* **Document segment**:
▬▬▬▬▬▬▬▬▬▬
The following term definitions will be helpful in defining precisely this exposition.

[Definition: Each rule in the grammar defines one symbol , in the form]

symbol ::= expression

[Definition: A terminal is a single unit of the grammar that can not be further subdivided, and is specified in the EBNF by a character or characters in quotes, or a regular expression.] The following expressions are used to match strings of one or more characters in a terminal:

#xN

where N is a hexadecimal integer, the expression matches the character in [ISO/IEC 10646] whose canonical (UCS-4) code value, when interpreted as an unsigned binary number, has the value indicated. The number of leading zeros in the #xN form is insignificant; the number of leading zeros in the corresponding code value is governed by the character encoding in use and is not significant for XML.

[a-zA-Z], [#xN-#xN]

matches any Char with a value in the range(s) indicated (inclusive).

[abc], [#xN#xN#xN]

matches any Char with a value among the characters enumerated. Enumerations and ranges can be mixed in one set of brackets.

[^a-z], [^#xN-#xN]

matches any Char with a value outside the range indicated.

[^abc], [^#xN#xN#xN]

matches any Char with a value not among the characters given. Enumerations and ranges of forbidden values can be mixed in one set of brackets.

"string"

matches a literal string matching that given inside the double quotes.

'string'

matches a literal string matching that given inside the single quotes.

[http://www.w3.org/TR/REC-example/#NT-Example]

matches a production defined in the external specification as per the provided reference. For the purposes of this secification, the entire unit is defined as a terminal.
▬▬▬▬▬▬▬▬▬▬
* **Material shown**:

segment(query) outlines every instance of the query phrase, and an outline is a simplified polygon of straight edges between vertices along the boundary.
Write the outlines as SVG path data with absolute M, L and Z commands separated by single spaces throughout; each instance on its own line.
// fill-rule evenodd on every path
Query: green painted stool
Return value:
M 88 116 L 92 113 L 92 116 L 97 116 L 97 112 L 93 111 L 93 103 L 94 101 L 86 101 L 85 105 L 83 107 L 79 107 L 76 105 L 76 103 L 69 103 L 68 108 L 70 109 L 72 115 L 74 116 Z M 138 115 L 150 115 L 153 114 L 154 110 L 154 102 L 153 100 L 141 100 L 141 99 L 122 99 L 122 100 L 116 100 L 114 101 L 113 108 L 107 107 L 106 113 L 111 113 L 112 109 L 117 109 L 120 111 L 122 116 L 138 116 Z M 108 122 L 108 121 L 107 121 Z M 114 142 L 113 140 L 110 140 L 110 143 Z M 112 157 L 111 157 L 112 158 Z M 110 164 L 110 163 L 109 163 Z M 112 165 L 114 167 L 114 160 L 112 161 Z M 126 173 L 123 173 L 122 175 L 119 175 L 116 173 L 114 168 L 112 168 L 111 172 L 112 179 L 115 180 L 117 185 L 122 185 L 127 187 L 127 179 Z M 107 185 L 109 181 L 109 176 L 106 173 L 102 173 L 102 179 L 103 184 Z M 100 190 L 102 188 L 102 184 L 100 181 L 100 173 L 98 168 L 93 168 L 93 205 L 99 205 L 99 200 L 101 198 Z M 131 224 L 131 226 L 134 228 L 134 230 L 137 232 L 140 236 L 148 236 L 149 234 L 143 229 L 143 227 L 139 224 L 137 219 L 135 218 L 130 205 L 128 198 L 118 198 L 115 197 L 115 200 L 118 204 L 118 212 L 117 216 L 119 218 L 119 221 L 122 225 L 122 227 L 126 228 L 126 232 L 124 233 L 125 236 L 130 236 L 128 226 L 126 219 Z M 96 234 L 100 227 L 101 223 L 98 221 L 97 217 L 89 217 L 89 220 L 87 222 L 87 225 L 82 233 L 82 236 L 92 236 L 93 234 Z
▬▬▬▬▬▬▬▬▬▬
* **Task requirements**:
**a)** Lay out every line of the records as a JSON list of strings, one string per line, with blank lines omitted.
**b)** Proceed with the passage on grammar notation, starting after its last sentence.
The text on grammar notation and the records are separate material.

* **Outputs in order**:
**a)**
[
  "segment(query) outlines every instance of the query phrase, and an outline is a simplified polygon of straight edges between vertices along the boundary.",
  "Write the outlines as SVG path data with absolute M, L and Z commands separated by single spaces throughout; each instance on its own line.",
  "// fill-rule evenodd on every path",
  "Query: green painted stool",
  "Return value:",
  "M 88 116 L 92 113 L 92 116 L 97 116 L 97 112 L 93 111 L 93 103 L 94 101 L 86 101 L 85 105 L 83 107 L 79 107 L 76 105 L 76 103 L 69 103 L 68 108 L 70 109 L 72 115 L 74 116 Z M 138 115 L 150 115 L 153 114 L 154 110 L 154 102 L 153 100 L 141 100 L 141 99 L 122 99 L 122 100 L 116 100 L 114 101 L 113 108 L 107 107 L 106 113 L 111 113 L 112 109 L 117 109 L 120 111 L 122 116 L 138 116 Z M 108 122 L 108 121 L 107 121 Z M 114 142 L 113 140 L 110 140 L 110 143 Z M 112 157 L 111 157 L 112 158 Z M 110 164 L 110 163 L 109 163 Z M 112 165 L 114 167 L 114 160 L 112 161 Z M 126 173 L 123 173 L 122 175 L 119 175 L 116 173 L 114 168 L 112 168 L 111 172 L 112 179 L 115 180 L 117 185 L 122 185 L 127 187 L 127 179 Z M 107 185 L 109 181 L 109 176 L 106 173 L 102 173 L 102 179 L 103 184 Z M 100 190 L 102 188 L 102 184 L 100 181 L 100 173 L 98 168 L 93 168 L 93 205 L 99 205 L 99 200 L 101 198 Z M 131 224 L 131 226 L 134 228 L 134 230 L 137 232 L 140 236 L 148 236 L 149 234 L 143 229 L 143 227 L 139 224 L 137 219 L 135 218 L 130 205 L 128 198 L 118 198 L 115 197 L 115 200 L 118 204 L 118 212 L 117 216 L 119 218 L 119 221 L 122 225 L 122 227 L 126 228 L 126 232 L 124 233 L 125 236 L 130 236 L 128 226 L 126 219 Z M 96 234 L 100 227 L 101 223 L 98 221 L 97 217 L 89 217 L 89 220 L 87 222 L 87 225 L 82 233 L 82 236 L 92 236 L 93 234 Z"
]

**b)**
[Definition: A production combines symbols to form more complex patterns. ] The following productions serve as examples, where A and B represent simple expressions:

(expression)

expression is treated as a unit and may be combined as described in this list.

A?

matches A or nothing; optional A .

A B

matches A followed by B . This operator has higher precedence than alternation; thus A B | C D is identical to (A B) | (C D) .

A | B

matches A or B but not both.

A - B

matches any string that matches A but does not match B .

A+

matches one or more occurrences of A .Concatenation has higher precedence than alternation; thus A+ | B+ is identical to (A+) | (B+) .

A*

matches zero or more occurrences of A . Concatenation has higher precedence than alternation; thus A* | B* is identical to (A*) | (B*)

A.1.1 Grammar Notes

This section contains general notes on the EBNF productions, which may be helpful in understanding how to create a parser based on this EBNF, how to read the EBNF, and generally call out issues with the syntax. The notes below are referenced from the right side of the production, with the notation: /* gn: <id> */ .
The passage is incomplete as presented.